説明

ライセンス一括割当機能を有するID管理システム及びプログラム

【課題】ID管理システム等において、ユーザに対してアプリケーションのライセンスを割当する際、同一ユーザに対し同一アプリケーションの複数の利用権限が異なるライセンスが割当たらないようにすることができる技術を提供する。
【解決手段】本ID管理システムは、管理者の操作に基づき、ユーザ、アプリケーション、ライセンス、割当条件、割当情報などを管理DB3に登録する登録処理部20と、ユーザが利用可能なアプリケーションに対して利用権限が異なる複数のライセンスが存在する場合に、1ユーザに対して1ライセンスが割当たるように、自動的に一括割当処理を行うライセンス一括割当処理部40と、を有する。一括割当の際、1アプリケーションで1ユーザに対して複数のライセンス種別が存在する場合は、優先順位が高い1ライセンス種別を採用して割当てる。

【発明の詳細な説明】
【技術分野】
【0001】
本発明は、認証、ライセンス管理、ID管理などの技術に関し、特に、ユーザへアプリケーションライセンスの割当を行い、ユーザに対して同一アプリケーションの複数のライセンスが割当たらないようにするためのID管理などに関する。
【背景技術】
【0002】
クラウドコンピューティング環境を利用するためのシングルサインオン(SSO)等の認証システムにおいて、ID管理の一環として、ユーザ登録やそのユーザへのアプリケーションライセンスの割当を一括処理として行うことが必要とされている。
【0003】
ライセンス管理に係わる先行技術例としては、特開2006−18815号公報(特許文献1)などがある。特許文献1では、仮想化されたコンピュータシステム内に常駐するOSまたはアプリケーションに対するライセンス収入を徴収するための手段を記載している。特許文献1では、仮想マシン環境内の複数の仮想マシンが使用するためにソフトウェア製品をライセンス許諾する方法において、ソフトウェア製品を仮想マシン単位でライセンス許諾することを記載している。
【先行技術文献】
【特許文献】
【0004】
【特許文献1】特開2006−18815号公報
【発明の概要】
【発明が解決しようとする課題】
【0005】
課題として、前記ライセンス割当の際、ユーザがアクセス可能となるアプリケーションに対して複数のライセンスが存在し各々の利用権限が異なっている場合、同一ユーザに複数のライセンスが割当たることを避ける必要がある。

- _指示_
**A.** ライセンス一括割当の特許文書によると、一括割当の際、1アプリケーションで1ユーザに対して複数のライセンス種別が存在する場合、どう割り当てますか。
**B.** ライセンス一括割当の特許文書を、最後の文の後から書き継いでください。
次のデータは、上のテキストとは別の出典から取られています。

- _提供データ_
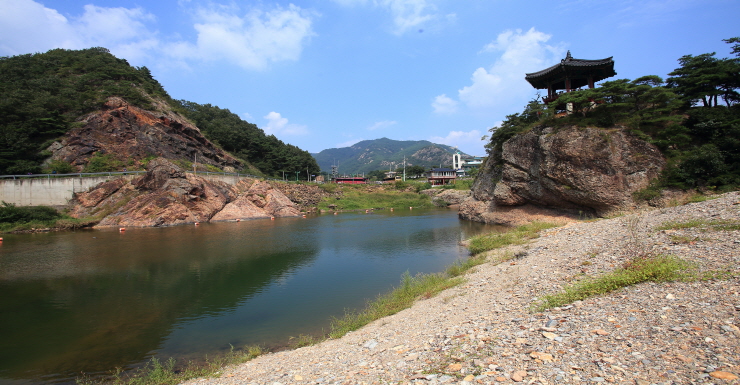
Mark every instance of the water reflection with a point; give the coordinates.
(91, 301)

- _回答_
**A.** 優先順位が高い1ライセンス種別を採用して割り当てます。

**B.**
【0006】
上述の課題に対応して、本発明の主な目的として、認証システム等におけるID管理の処理機能を備えるシステム等において、登録済みのユーザ(顧客など)に対して利用可能なアプリケーションのライセンスを割当(付与)する処理を行う際、同一ユーザに対して同一アプリケーションの複数の利用権限が異なるライセンスが割当たらないようにすることができる技術を提供する。
【課題を解決するための手段】
【0007】
本発明のうち代表的な形態は、認証システム等におけるID管理機能を備えるID管理システムなどであって、以下に示す構成を有することを特徴とする。
【0008】
本ID管理機能において、登録済みのユーザに対して利用可能なアプリケーションのライセンスを割当する処理を行う際、同一ユーザに対して同一アプリケーションの複数の利用権限が異なるライセンスが存在する場合でも、当該複数のライセンスが割当たらないように、適切な割当を一括で行うことができる機能(ライセンス一括割当機能)を有する。ライセンスの有効性や優先順位、及び、利用ユーザ毎・ライセンス種別毎に独自に設定されるライセンス(利用権限)の割当条件(ルール)の設定(登録)に従って、上記ライセンス割当の一括処理を行う。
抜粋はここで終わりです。